This applies to other companies that have suffered large-scale data breaches.
What were the consequences to Target, T.J. Maxx, or Home Depot for their data
breaches? Did they suffer a meaningful loss in market share as a result of
their lax security? Heck, I would be surprised today if many customers even
_remembered_ that these retailers had a data breach, much less factor that
into their decision to shop at those places.

It's to the point where, if I see a publicly traded firm suffer a major data
breach, I almost want to _buy_ stock in it, knowing that the price will dip
temporarily due to whatever one-time fees the firm pays out, but will rapidly
return to pre-breach levels as consumers forget that the company leaked their
personal information like a sieve.

------
mettamage
I never understood why vulnerability reporting was a social practice. The
reason for that is because I see computer hacking in this particular context
(breaking into computers or reversing binaries and cracking them) more or less
equivalent to breaking into something physical, be it opening a box or
breaking into a home.

* INSTRUCTION 1
In the data breach thread, update the part that opens with the words containing "It's to the" and closes with "like a sieve.", writing it out again with "sieve" changed to "colander".
* INSTRUCTION 2
Translate this sentence from the data breach thread into Spanish: "Did they suffer a meaningful loss in market share as a result of their lax security?"

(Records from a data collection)
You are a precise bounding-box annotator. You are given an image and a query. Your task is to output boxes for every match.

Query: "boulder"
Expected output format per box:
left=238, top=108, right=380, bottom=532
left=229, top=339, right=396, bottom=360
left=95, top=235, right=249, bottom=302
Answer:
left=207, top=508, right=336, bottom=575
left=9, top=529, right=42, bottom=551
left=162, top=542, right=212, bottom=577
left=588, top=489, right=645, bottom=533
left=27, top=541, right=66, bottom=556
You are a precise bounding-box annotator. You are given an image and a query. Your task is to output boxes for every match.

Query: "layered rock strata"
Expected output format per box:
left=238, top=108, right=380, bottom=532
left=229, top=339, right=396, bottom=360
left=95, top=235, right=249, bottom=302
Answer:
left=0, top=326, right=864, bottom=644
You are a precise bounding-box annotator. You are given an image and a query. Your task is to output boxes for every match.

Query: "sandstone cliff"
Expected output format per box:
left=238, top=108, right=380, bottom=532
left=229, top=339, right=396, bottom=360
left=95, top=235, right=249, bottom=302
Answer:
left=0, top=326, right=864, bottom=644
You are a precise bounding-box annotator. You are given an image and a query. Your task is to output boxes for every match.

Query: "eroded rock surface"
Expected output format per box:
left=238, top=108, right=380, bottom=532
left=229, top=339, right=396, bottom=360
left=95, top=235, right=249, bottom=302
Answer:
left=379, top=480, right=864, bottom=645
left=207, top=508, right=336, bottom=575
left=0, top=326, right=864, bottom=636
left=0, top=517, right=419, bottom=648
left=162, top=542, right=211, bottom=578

* OUTPUT 1
It's to the point where, if I see a publicly traded firm suffer a major data
breach, I almost want to _buy_ stock in it, knowing that the price will dip
temporarily due to whatever one-time fees the firm pays out, but will rapidly
return to pre-breach levels as consumers forget that the company leaked their
personal information like a colander.

* OUTPUT 2
¿Sufrieron una pérdida significativa de cuota de mercado como consecuencia de su seguridad laxa?